■ **AUSGEWÄHLTER TEXTAUSZUG**
Außenminister Sigmar Gabriel (SPD) reagierte positiv auf die Entscheidung. "Das sind nicht nur gute Nachrichten, sondern das ist auch eine immense Erleichterung", sagte Gabriel. "Ich glaube, alle in Deutschland - und auch ich persönlich - freuen uns mit Mesale Tolu über die Entscheidung des Gerichts." Allerdings betonte auch Gabriel: "Damit ist das Verfahren noch nicht beendet, aber ein erster, großer Schritt ist damit gemacht."
Auch die Grünen begrüßten die Entscheidung und übten zugleich scharfe Kritik am Zustand der Rechtsstaatlichkeit in der Türkei. "Mit fairen Verfahren hatten und haben die Vorwürfe gegen Mesale Tolu ebenso wie gegen Deniz Yücel und viele andere nichts zu tun", sagte der Grünen-Bundesvorsitzende Cem Özdemir. Er forderte die türkische Regierung auf, sämtliche politische Gefangene freizulassen und die deutschen Staatsbürger wie Mesale Tolu unmittelbar ausreisen zu lassen.
20 Jahre Haft drohen
Im dem Verfahren gegen die 33-Jährige und 17 türkische Angeklagte geht es um den Vorwurf der Mitgliedschaft in einer Terrororganisation. Mit Terrororganisation ist die linksextreme MLKP gemeint, die in Deutschland vom Verfassungsschutz beobachtet wird. Der aus Ulm stammenden Tolu drohen nach Angaben ihrer Anwälte bis zu 20 Jahre Haft. Die Angeklagten fordern ihren Freispruch.
Der Prozessauftakt war am 11. Oktober gewesen. Tolu sagte nach Angaben von Beobachtern am Montag bei ihrer Verteidigung vor Gericht: "Ich wurde verhaftet, weil ich Journalistin bin und beabsichtigt wurde, Druck auf die Medien auszuüben. Der Druck auf die Medien wurde fortgesetzt, aber ich denke, dass die Justiz gerecht entscheiden wird."
Die meisten türkischen und deutschen Reporter waren von der Verhandlung ausgeschlossen. Als Grund gaben die Sicherheitskräfte im zentralen Gerichtsgebäude in Istanbul an, der Saal sei voll. Größere Säle seien belegt.
"Der einzige Grund, wieso Mesale so lange inhaftiert war, ist, dass sie als Journalistin gearbeitet hat", sagt Tolus Anwältin Kader Tonc im DW-Interview. Die Ankläger der Journalistin lasten demnach unter anderem die Teilnahme an Gedenkfeiern für Aktivisten an, die in Syrien gestorben waren. Dabei handele es sich um Menschen, die im Kampf gegen die dschihadistische Terrororganisation "Islamischer Staat" (IS) getötet wurden. Belastet werde die Journalistin zudem von einem anonymen Zeugen. Seit dem Putschversuch im Juli 2016 bringt der türkische Präsident Recep Tayyip Erdogan kritische Medien mit Repressionen systematisch zum Schweigen.
Als Beobachter im Verhandlungssaal nahmen neben der Linke-Abgeordnete Hänsel auch der deutsche Botschafter Martin Erdmann und der Enthüllungsjournalist Günter Wallraff teil.

■ **AUFGABE**
Drucken Sie aus dem Text über das Verfahren gegen Mesale Tolu den Abschnitt von „Auch die Grünen“ bis einschließlich „ausreisen zu lassen.“ unverändert ab.

[Daten zur Verortung von Bildpunkten]
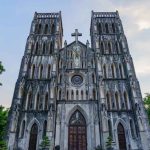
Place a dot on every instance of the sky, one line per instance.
(16, 17)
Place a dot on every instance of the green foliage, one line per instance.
(3, 122)
(98, 148)
(109, 142)
(45, 143)
(147, 104)
(1, 69)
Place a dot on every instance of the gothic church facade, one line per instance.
(77, 95)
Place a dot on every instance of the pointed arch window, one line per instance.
(109, 48)
(39, 29)
(126, 99)
(77, 95)
(53, 29)
(113, 70)
(22, 129)
(30, 101)
(46, 102)
(36, 48)
(48, 72)
(110, 128)
(104, 71)
(72, 95)
(46, 29)
(113, 28)
(67, 94)
(37, 101)
(102, 47)
(94, 94)
(40, 71)
(106, 28)
(99, 27)
(44, 128)
(121, 137)
(44, 48)
(33, 137)
(117, 100)
(108, 101)
(81, 95)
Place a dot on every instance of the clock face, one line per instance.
(77, 80)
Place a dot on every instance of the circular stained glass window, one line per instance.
(77, 80)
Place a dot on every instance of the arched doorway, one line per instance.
(33, 137)
(77, 139)
(121, 137)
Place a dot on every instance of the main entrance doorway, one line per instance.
(121, 137)
(77, 138)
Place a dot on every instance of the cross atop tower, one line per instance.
(76, 34)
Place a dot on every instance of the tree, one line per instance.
(147, 105)
(3, 122)
(1, 69)
(45, 144)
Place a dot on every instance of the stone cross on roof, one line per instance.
(76, 34)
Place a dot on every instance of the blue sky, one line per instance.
(16, 17)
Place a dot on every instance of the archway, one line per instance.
(121, 137)
(33, 137)
(77, 138)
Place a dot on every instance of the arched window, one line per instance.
(132, 128)
(72, 95)
(48, 72)
(39, 29)
(53, 29)
(106, 28)
(108, 101)
(117, 100)
(32, 71)
(46, 102)
(51, 47)
(40, 71)
(110, 128)
(121, 137)
(99, 27)
(113, 71)
(93, 78)
(44, 128)
(30, 101)
(37, 101)
(102, 47)
(104, 71)
(81, 95)
(36, 48)
(86, 95)
(33, 137)
(94, 94)
(44, 48)
(117, 48)
(22, 129)
(113, 28)
(77, 129)
(77, 95)
(67, 95)
(126, 99)
(109, 48)
(60, 94)
(46, 29)
(120, 70)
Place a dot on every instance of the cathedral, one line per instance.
(80, 96)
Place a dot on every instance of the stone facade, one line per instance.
(97, 82)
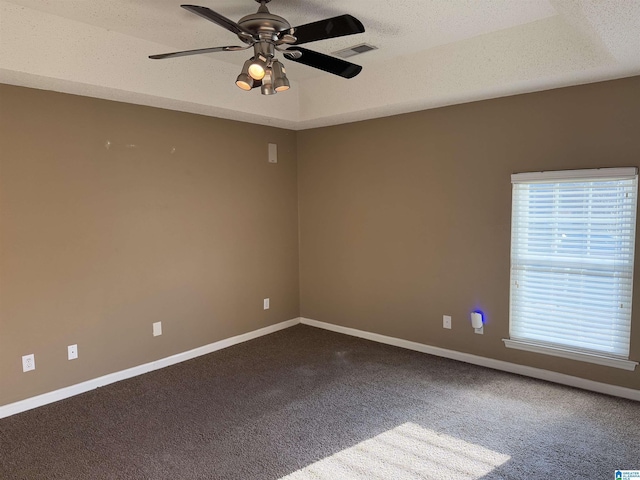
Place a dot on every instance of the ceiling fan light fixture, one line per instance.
(267, 85)
(280, 80)
(258, 67)
(244, 80)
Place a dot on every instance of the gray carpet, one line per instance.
(305, 403)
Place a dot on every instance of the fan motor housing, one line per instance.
(264, 22)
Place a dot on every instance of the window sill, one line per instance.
(560, 352)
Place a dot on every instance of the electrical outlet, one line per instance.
(72, 352)
(28, 362)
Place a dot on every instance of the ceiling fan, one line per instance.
(266, 33)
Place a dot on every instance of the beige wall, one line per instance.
(115, 216)
(407, 218)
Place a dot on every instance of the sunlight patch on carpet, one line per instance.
(408, 451)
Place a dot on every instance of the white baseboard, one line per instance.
(560, 378)
(54, 396)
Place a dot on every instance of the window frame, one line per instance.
(551, 348)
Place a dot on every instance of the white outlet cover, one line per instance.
(273, 153)
(28, 362)
(72, 352)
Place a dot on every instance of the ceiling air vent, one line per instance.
(355, 50)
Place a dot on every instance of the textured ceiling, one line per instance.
(430, 53)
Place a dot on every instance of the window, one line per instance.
(572, 248)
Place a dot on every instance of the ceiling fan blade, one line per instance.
(323, 62)
(184, 53)
(328, 28)
(218, 19)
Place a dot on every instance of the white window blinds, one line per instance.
(572, 248)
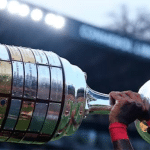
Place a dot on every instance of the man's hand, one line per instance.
(127, 106)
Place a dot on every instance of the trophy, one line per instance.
(43, 97)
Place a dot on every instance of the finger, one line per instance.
(146, 104)
(113, 96)
(133, 95)
(116, 96)
(126, 97)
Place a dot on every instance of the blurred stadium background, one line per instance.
(113, 61)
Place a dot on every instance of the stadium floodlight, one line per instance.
(50, 19)
(3, 4)
(60, 22)
(36, 15)
(13, 7)
(55, 20)
(24, 10)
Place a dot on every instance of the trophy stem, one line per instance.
(97, 103)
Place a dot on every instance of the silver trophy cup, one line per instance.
(43, 97)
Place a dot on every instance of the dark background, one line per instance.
(108, 69)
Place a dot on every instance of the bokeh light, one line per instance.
(36, 15)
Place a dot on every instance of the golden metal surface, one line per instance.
(15, 53)
(27, 55)
(5, 77)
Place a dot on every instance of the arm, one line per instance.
(127, 106)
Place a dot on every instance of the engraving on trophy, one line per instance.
(4, 53)
(56, 84)
(38, 117)
(53, 59)
(40, 57)
(27, 55)
(15, 53)
(5, 77)
(13, 114)
(3, 106)
(51, 118)
(30, 81)
(25, 116)
(16, 137)
(29, 138)
(18, 79)
(42, 138)
(43, 82)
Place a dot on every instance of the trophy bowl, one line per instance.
(43, 97)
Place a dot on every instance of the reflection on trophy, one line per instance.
(43, 97)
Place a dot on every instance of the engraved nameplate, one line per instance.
(40, 57)
(18, 79)
(27, 55)
(38, 117)
(51, 118)
(5, 77)
(53, 59)
(30, 81)
(4, 53)
(13, 114)
(25, 115)
(43, 82)
(15, 53)
(56, 84)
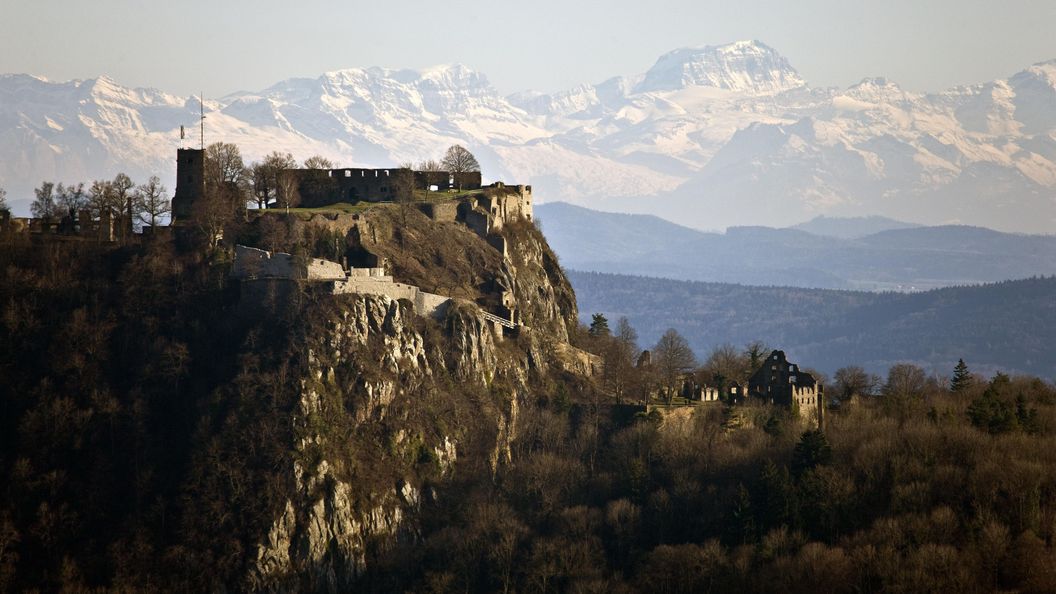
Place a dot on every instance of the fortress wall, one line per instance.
(369, 273)
(440, 211)
(324, 270)
(250, 262)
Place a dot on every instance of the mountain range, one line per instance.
(870, 254)
(711, 136)
(999, 327)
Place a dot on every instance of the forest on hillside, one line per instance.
(146, 426)
(1006, 326)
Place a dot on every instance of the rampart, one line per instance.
(321, 187)
(251, 263)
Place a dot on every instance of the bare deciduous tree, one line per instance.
(43, 204)
(673, 358)
(224, 165)
(458, 160)
(152, 202)
(853, 381)
(287, 195)
(265, 175)
(72, 199)
(318, 162)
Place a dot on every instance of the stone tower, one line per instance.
(190, 183)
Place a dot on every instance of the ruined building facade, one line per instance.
(190, 183)
(322, 187)
(781, 383)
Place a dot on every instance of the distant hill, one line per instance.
(1009, 326)
(851, 227)
(900, 259)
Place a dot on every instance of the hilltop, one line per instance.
(714, 136)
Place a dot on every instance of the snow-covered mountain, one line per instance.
(710, 136)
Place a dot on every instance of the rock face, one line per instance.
(387, 400)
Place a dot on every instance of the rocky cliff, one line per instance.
(388, 404)
(164, 428)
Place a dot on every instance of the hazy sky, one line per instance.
(222, 45)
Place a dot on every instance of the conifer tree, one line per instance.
(962, 377)
(599, 326)
(812, 450)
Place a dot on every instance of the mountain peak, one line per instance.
(747, 67)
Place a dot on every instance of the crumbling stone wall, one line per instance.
(190, 183)
(252, 263)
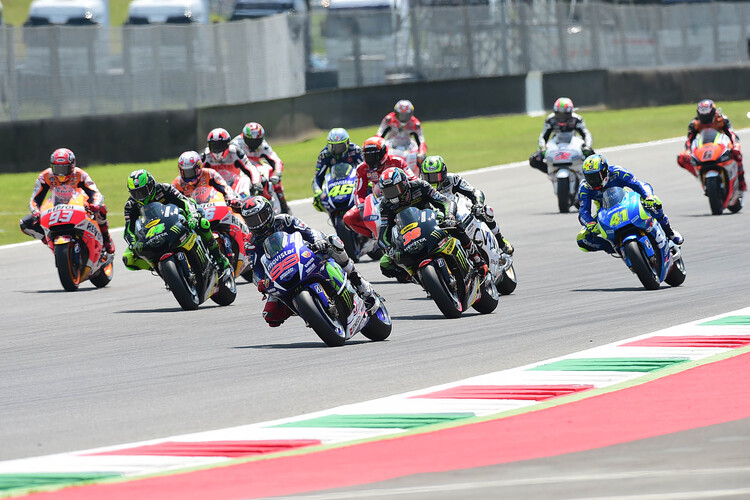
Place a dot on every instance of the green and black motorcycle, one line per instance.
(182, 260)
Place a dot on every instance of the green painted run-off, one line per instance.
(379, 421)
(728, 321)
(611, 364)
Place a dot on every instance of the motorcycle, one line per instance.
(713, 163)
(75, 239)
(181, 259)
(444, 268)
(337, 198)
(319, 292)
(564, 158)
(229, 229)
(639, 239)
(500, 264)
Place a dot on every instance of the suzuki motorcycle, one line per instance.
(639, 239)
(711, 157)
(75, 239)
(443, 266)
(564, 158)
(320, 292)
(180, 257)
(337, 198)
(229, 229)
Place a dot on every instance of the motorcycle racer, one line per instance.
(64, 172)
(435, 172)
(262, 222)
(402, 118)
(338, 150)
(599, 175)
(253, 142)
(377, 160)
(399, 193)
(221, 155)
(708, 116)
(193, 174)
(143, 190)
(562, 119)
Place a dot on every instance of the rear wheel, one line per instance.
(312, 311)
(68, 266)
(440, 292)
(641, 266)
(715, 195)
(182, 289)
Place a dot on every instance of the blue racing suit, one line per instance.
(588, 197)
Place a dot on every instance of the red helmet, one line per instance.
(62, 162)
(375, 151)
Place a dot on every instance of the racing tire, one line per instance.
(641, 267)
(563, 195)
(440, 292)
(227, 291)
(67, 270)
(185, 294)
(315, 316)
(507, 282)
(715, 195)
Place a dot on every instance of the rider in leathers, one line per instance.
(144, 190)
(261, 221)
(400, 193)
(562, 119)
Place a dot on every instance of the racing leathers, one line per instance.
(588, 238)
(723, 125)
(326, 159)
(398, 264)
(413, 128)
(455, 184)
(168, 194)
(276, 312)
(266, 152)
(232, 163)
(78, 179)
(365, 177)
(552, 126)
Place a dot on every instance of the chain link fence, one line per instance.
(71, 71)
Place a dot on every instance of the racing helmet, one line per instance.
(338, 141)
(253, 135)
(434, 171)
(190, 165)
(394, 184)
(375, 151)
(706, 111)
(258, 215)
(404, 110)
(218, 142)
(596, 171)
(563, 109)
(62, 162)
(142, 186)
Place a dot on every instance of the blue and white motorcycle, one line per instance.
(639, 239)
(320, 292)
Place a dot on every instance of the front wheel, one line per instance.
(640, 265)
(183, 291)
(312, 311)
(68, 266)
(440, 292)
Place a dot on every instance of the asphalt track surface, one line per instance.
(125, 363)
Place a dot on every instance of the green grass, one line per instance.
(465, 144)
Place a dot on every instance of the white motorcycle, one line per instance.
(564, 159)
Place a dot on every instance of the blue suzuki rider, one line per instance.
(598, 176)
(261, 221)
(338, 150)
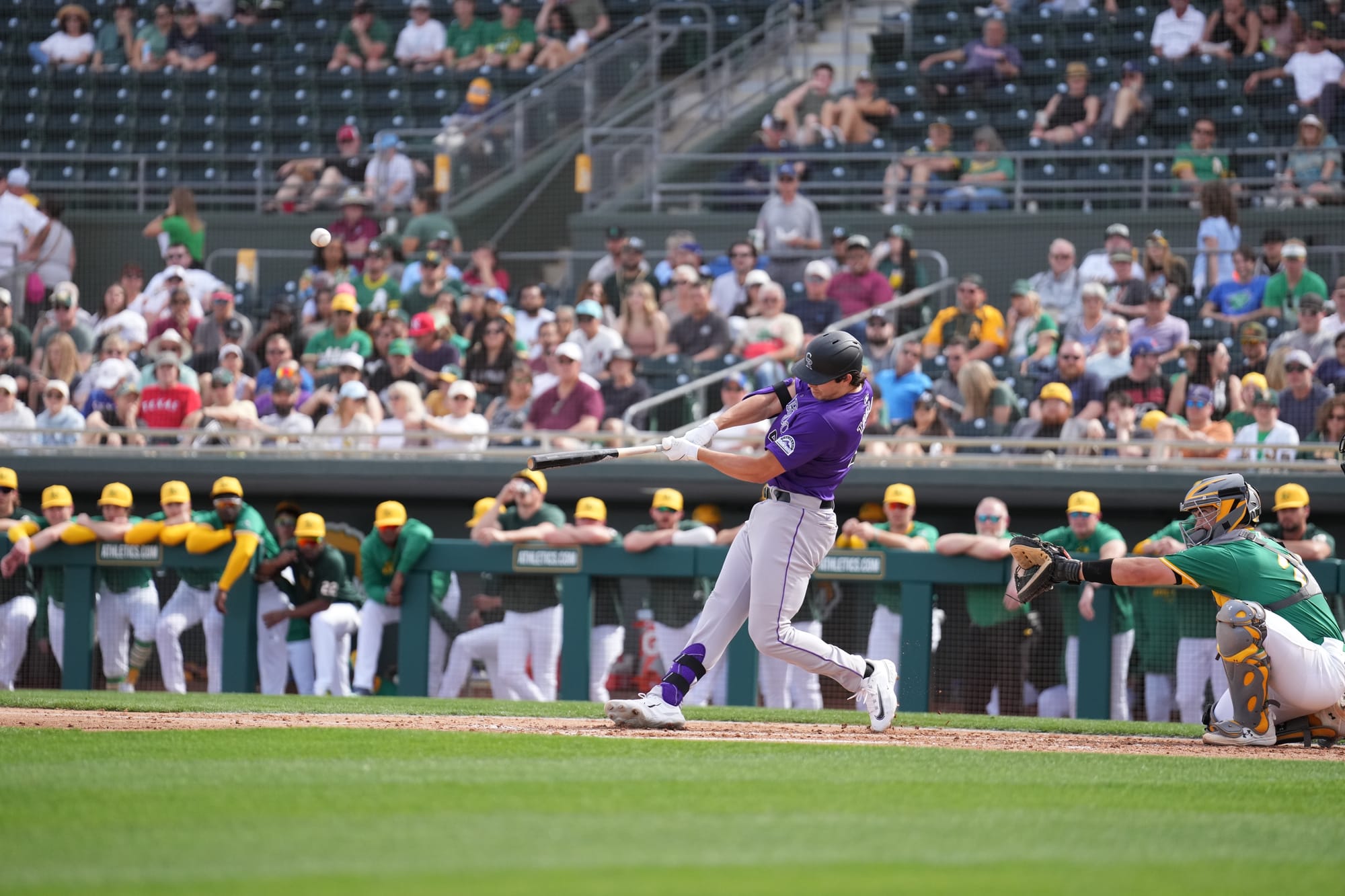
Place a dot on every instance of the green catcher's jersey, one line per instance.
(888, 594)
(1122, 608)
(1256, 568)
(119, 580)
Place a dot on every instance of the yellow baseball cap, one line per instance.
(900, 494)
(1083, 502)
(115, 494)
(174, 493)
(310, 526)
(670, 498)
(708, 514)
(1058, 391)
(1256, 380)
(479, 510)
(535, 477)
(227, 486)
(57, 497)
(1152, 420)
(1291, 495)
(391, 513)
(591, 509)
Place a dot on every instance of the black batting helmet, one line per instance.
(829, 357)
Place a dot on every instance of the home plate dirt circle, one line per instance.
(740, 732)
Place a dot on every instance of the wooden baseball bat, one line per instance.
(587, 456)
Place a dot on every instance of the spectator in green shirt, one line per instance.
(364, 42)
(427, 225)
(116, 42)
(180, 224)
(512, 40)
(469, 38)
(1293, 282)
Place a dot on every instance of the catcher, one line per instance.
(1281, 647)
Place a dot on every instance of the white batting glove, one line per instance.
(680, 450)
(704, 434)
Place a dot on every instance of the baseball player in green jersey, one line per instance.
(1183, 615)
(387, 556)
(900, 532)
(677, 602)
(128, 602)
(325, 596)
(999, 623)
(533, 612)
(1284, 658)
(1087, 534)
(607, 634)
(193, 600)
(18, 596)
(239, 524)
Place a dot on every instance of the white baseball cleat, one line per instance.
(880, 694)
(650, 710)
(1230, 733)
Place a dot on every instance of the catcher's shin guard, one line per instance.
(1242, 645)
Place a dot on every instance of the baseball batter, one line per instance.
(820, 417)
(1284, 654)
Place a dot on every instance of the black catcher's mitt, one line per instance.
(1039, 565)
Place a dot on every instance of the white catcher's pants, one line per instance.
(1198, 662)
(330, 638)
(17, 618)
(373, 618)
(669, 642)
(537, 635)
(765, 581)
(606, 643)
(886, 634)
(188, 607)
(302, 663)
(479, 643)
(120, 615)
(1304, 677)
(785, 686)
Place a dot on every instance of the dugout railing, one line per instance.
(575, 568)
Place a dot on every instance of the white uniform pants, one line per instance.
(479, 643)
(302, 663)
(1304, 677)
(373, 618)
(1198, 662)
(786, 686)
(272, 651)
(886, 634)
(17, 618)
(188, 607)
(669, 642)
(1159, 697)
(1122, 645)
(765, 581)
(537, 635)
(606, 643)
(120, 615)
(330, 637)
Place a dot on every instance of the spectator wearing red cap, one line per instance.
(315, 182)
(571, 405)
(432, 352)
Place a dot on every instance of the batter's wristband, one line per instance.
(1098, 571)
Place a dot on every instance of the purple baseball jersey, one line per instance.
(816, 440)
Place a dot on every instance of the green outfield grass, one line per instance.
(410, 811)
(197, 702)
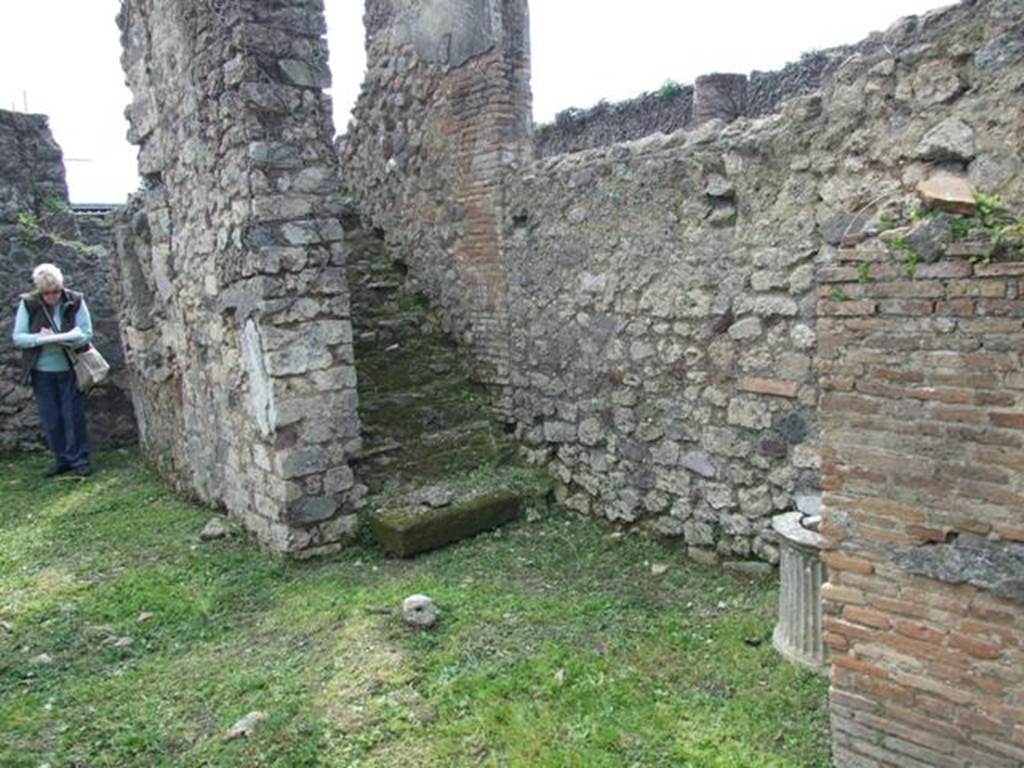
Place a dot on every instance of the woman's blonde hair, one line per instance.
(47, 278)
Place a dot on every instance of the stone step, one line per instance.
(410, 527)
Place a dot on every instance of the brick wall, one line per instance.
(426, 164)
(923, 423)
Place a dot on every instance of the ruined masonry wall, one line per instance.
(761, 93)
(923, 469)
(236, 312)
(37, 225)
(442, 119)
(662, 293)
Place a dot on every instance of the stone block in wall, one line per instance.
(242, 353)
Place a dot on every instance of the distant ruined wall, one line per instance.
(37, 225)
(235, 307)
(443, 117)
(663, 298)
(673, 108)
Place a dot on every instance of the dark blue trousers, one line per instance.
(61, 409)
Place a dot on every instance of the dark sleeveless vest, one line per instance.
(71, 302)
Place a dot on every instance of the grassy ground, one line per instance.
(557, 646)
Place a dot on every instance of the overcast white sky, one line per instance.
(60, 57)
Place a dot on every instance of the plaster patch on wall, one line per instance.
(997, 566)
(260, 386)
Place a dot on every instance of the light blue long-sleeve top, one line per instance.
(51, 357)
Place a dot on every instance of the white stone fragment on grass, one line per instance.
(215, 528)
(246, 725)
(419, 611)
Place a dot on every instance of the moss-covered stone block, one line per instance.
(408, 530)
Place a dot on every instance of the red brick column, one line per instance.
(923, 473)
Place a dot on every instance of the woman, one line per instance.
(50, 321)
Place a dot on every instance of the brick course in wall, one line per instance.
(427, 165)
(923, 471)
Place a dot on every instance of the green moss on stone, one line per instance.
(408, 530)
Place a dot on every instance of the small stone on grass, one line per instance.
(246, 725)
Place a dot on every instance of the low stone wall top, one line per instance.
(674, 107)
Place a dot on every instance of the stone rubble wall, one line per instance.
(673, 109)
(235, 305)
(37, 225)
(923, 423)
(442, 119)
(663, 292)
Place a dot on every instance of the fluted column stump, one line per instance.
(798, 635)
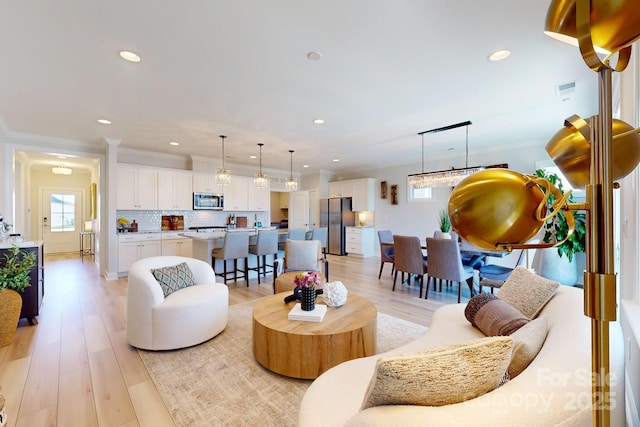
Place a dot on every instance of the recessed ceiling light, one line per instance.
(129, 56)
(499, 55)
(314, 56)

■ **SCHRIFTLICHE LÖSUNG**
Auch die Grünen begrüßten die Entscheidung und übten zugleich scharfe Kritik am Zustand der Rechtsstaatlichkeit in der Türkei. "Mit fairen Verfahren hatten und haben die Vorwürfe gegen Mesale Tolu ebenso wie gegen Deniz Yücel und viele andere nichts zu tun", sagte der Grünen-Bundesvorsitzende Cem Özdemir. Er forderte die türkische Regierung auf, sämtliche politische Gefangene freizulassen und die deutschen Staatsbürger wie Mesale Tolu unmittelbar ausreisen zu lassen.